> [Your goal]: Return every line from the one with "Target: blue jeans" through the one with "pixel 541 49", inclusive, exactly as it appears below.

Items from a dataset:
# # # # #

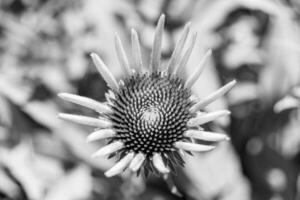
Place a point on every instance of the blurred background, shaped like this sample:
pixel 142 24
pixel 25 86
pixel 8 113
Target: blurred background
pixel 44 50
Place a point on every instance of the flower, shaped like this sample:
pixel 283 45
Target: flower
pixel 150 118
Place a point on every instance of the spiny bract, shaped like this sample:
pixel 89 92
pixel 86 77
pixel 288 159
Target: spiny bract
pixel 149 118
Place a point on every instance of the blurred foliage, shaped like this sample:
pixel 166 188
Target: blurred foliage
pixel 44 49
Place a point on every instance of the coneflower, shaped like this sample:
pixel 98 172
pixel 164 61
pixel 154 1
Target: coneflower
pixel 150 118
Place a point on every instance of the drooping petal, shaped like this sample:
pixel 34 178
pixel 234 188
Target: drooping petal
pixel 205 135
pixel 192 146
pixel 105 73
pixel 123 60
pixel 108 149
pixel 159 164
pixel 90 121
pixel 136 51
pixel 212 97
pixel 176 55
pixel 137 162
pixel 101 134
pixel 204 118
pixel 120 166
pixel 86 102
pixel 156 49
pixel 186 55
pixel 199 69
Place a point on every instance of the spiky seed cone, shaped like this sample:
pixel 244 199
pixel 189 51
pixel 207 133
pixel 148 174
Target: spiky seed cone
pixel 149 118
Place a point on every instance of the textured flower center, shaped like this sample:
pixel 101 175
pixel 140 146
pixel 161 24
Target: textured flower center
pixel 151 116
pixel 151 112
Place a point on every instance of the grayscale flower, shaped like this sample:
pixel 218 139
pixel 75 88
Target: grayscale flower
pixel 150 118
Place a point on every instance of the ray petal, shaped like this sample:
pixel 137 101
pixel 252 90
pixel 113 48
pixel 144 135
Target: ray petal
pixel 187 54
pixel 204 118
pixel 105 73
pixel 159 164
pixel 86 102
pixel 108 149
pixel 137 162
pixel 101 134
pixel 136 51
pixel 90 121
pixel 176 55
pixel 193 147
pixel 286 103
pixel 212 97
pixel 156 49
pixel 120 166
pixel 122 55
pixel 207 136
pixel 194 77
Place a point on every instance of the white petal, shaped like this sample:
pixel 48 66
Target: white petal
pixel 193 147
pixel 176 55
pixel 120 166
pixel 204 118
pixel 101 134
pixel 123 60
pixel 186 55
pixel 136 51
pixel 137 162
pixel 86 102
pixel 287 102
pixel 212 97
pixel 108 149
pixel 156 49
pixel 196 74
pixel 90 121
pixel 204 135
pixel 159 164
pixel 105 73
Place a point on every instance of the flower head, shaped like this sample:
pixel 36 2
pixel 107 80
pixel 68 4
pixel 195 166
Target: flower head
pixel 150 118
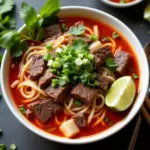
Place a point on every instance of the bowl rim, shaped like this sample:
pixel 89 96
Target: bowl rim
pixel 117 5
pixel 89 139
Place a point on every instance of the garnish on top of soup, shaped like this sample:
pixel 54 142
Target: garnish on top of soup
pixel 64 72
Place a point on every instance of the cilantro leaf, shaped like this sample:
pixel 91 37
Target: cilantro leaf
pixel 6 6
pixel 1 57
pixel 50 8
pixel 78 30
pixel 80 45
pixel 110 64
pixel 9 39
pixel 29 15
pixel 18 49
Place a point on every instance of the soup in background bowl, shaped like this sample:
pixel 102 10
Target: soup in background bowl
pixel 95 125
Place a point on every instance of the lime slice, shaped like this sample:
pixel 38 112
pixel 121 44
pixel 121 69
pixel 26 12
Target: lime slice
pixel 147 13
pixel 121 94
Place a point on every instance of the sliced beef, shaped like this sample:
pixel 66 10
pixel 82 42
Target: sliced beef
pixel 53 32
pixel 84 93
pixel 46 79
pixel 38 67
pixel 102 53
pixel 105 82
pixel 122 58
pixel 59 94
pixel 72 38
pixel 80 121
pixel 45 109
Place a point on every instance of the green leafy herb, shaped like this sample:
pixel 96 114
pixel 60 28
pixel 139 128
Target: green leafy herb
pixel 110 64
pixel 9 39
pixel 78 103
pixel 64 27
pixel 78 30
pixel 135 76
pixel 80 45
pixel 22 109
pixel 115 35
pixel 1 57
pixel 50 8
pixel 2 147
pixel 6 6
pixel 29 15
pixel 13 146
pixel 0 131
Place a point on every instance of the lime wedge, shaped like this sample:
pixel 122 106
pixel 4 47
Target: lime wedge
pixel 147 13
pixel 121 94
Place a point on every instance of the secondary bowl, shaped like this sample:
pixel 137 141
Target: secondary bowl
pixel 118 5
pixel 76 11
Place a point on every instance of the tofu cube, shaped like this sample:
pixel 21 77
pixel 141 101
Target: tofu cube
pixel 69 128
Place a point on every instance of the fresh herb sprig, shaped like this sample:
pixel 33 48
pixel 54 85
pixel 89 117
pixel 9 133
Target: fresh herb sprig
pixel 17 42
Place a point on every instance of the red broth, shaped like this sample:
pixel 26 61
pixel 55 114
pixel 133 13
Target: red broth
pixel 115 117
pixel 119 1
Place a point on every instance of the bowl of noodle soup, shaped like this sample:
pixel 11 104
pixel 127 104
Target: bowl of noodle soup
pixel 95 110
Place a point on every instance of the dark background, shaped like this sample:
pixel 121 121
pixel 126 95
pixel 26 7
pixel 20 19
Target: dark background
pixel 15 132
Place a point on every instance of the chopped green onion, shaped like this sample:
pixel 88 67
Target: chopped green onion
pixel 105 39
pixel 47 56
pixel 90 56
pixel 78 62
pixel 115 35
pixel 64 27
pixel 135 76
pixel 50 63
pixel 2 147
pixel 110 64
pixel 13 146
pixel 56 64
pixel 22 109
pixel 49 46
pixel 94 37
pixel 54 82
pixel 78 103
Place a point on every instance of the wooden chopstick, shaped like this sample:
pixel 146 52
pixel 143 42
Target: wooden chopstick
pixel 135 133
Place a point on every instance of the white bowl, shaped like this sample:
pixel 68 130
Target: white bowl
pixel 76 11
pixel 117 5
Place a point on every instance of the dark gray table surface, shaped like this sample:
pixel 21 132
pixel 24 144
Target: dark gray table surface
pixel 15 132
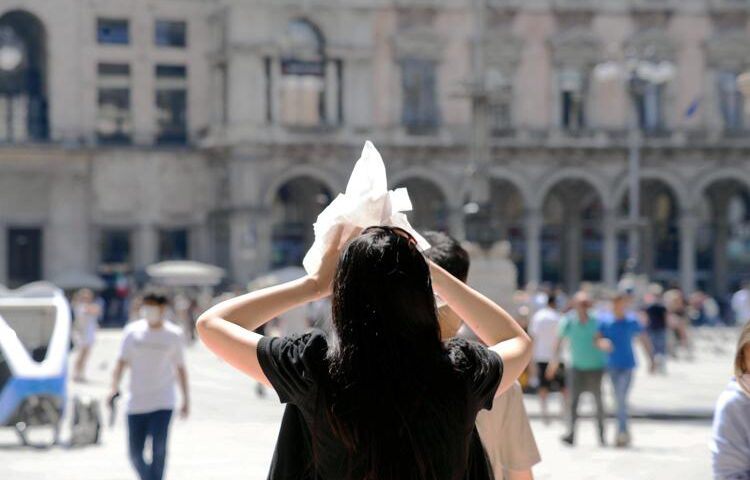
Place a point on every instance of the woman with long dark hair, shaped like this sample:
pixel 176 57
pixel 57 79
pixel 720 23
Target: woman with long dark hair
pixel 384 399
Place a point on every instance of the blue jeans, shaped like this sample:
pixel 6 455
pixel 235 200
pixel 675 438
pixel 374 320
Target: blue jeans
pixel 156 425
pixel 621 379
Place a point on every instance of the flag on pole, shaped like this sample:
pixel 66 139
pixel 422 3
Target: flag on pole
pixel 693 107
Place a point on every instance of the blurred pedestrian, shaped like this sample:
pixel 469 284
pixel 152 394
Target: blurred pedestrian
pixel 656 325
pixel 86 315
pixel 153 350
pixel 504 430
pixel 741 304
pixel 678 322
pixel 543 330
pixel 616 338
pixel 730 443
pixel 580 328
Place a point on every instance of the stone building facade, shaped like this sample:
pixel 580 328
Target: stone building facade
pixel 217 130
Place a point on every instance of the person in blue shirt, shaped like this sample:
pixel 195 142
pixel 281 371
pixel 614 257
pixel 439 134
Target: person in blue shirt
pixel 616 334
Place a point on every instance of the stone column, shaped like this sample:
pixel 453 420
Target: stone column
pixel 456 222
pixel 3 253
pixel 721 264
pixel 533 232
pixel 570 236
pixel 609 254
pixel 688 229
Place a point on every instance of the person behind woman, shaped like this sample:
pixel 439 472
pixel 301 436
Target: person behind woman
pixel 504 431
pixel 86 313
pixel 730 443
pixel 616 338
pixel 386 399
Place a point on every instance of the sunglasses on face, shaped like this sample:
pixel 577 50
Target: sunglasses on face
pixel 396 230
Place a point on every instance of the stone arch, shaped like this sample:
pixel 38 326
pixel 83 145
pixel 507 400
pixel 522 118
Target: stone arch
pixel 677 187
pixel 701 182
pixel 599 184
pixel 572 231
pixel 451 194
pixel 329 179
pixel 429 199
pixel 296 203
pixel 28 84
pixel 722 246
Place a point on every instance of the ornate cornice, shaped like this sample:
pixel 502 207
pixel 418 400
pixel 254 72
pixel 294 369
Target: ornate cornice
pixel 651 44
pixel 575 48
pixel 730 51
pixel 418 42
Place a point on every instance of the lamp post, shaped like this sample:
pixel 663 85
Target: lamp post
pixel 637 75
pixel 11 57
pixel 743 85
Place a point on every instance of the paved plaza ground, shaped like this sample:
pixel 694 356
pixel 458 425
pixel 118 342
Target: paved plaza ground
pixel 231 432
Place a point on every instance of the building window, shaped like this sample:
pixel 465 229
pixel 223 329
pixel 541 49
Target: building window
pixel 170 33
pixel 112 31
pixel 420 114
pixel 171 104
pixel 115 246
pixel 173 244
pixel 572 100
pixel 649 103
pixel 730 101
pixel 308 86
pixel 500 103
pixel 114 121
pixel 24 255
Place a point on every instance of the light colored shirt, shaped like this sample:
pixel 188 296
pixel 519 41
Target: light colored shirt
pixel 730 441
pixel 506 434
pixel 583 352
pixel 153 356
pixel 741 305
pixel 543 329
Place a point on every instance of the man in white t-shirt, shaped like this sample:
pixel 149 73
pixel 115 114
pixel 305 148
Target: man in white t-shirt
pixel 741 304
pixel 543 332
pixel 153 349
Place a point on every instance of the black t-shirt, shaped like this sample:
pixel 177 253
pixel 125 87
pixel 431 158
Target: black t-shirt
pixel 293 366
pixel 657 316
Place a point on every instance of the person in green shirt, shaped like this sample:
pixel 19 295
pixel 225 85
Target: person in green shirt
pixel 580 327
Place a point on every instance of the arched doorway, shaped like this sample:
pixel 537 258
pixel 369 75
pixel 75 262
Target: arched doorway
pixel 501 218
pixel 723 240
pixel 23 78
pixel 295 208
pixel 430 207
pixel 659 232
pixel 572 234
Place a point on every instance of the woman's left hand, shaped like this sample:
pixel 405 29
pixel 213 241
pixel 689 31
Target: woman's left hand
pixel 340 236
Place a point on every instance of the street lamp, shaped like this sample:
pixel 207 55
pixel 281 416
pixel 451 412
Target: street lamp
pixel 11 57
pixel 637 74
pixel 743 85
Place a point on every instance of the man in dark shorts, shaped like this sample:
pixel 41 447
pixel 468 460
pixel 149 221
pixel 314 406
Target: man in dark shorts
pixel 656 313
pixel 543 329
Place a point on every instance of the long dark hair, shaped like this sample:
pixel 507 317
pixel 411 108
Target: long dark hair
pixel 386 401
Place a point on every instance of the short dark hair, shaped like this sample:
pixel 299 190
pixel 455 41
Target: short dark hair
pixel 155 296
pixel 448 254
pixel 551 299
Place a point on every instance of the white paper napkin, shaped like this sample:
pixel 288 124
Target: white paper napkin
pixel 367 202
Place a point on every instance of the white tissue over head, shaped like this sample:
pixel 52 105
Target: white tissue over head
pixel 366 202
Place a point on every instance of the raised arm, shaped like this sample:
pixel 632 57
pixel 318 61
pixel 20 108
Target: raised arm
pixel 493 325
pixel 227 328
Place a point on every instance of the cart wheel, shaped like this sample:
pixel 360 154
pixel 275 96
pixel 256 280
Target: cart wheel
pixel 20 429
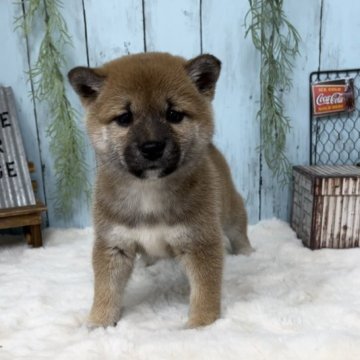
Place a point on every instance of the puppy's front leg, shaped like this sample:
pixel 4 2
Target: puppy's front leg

# # # # #

> [Output of the task]:
Target: blue jeans
pixel 156 425
pixel 621 379
Place a point on every instance of the flag on pole, shaped like this sample:
pixel 66 139
pixel 422 3
Target: flag on pole
pixel 693 107
Place a point on every instance of the blurred pedestrian, shaped like this sample:
pixel 469 284
pixel 152 394
Target: blurred pedestrian
pixel 656 325
pixel 86 315
pixel 153 350
pixel 504 430
pixel 741 304
pixel 678 322
pixel 543 330
pixel 616 338
pixel 730 443
pixel 580 328
Place a point on every instance of the stone building facade, shaped like this sample:
pixel 580 328
Target: stone building facade
pixel 217 130
Place a point on every instance of the person in blue shirt, shaped like this sample:
pixel 195 142
pixel 281 371
pixel 614 257
pixel 439 134
Target: person in blue shirt
pixel 616 334
Place a point on every instance of the stone column, shaped like this sample:
pixel 453 420
Target: stone column
pixel 456 222
pixel 3 253
pixel 721 264
pixel 533 232
pixel 570 236
pixel 609 254
pixel 688 229
Place a point on every instance of the person behind woman, shaped like this sample:
pixel 439 472
pixel 301 436
Target: person behind woman
pixel 504 431
pixel 86 313
pixel 730 443
pixel 616 338
pixel 386 399
Place a point on every instance of the sunglasses on face, shaped like this sample:
pixel 577 50
Target: sunglasses on face
pixel 396 230
Place a point on every instance of the stone arch, shaped like this sample:
pixel 38 326
pixel 83 145
pixel 507 400
pixel 522 118
Target: stone arch
pixel 677 187
pixel 701 182
pixel 599 184
pixel 572 231
pixel 451 194
pixel 329 179
pixel 429 199
pixel 296 203
pixel 28 84
pixel 722 246
Place a point on every instance of the ornate cornice, shaped like this sample:
pixel 502 207
pixel 418 400
pixel 254 72
pixel 294 369
Target: ornate cornice
pixel 651 44
pixel 575 48
pixel 730 51
pixel 418 42
Place a point on every instance of the lamp post, shaped like this sample:
pixel 663 85
Target: lamp post
pixel 637 75
pixel 11 57
pixel 743 85
Place a point on every instance of the paved plaza ground, shaped like this sample:
pixel 694 356
pixel 458 425
pixel 118 342
Target: paved plaza ground
pixel 231 432
Place a point on every instance of the building window, shaped like this sample:
pixel 465 229
pixel 223 329
pixel 541 49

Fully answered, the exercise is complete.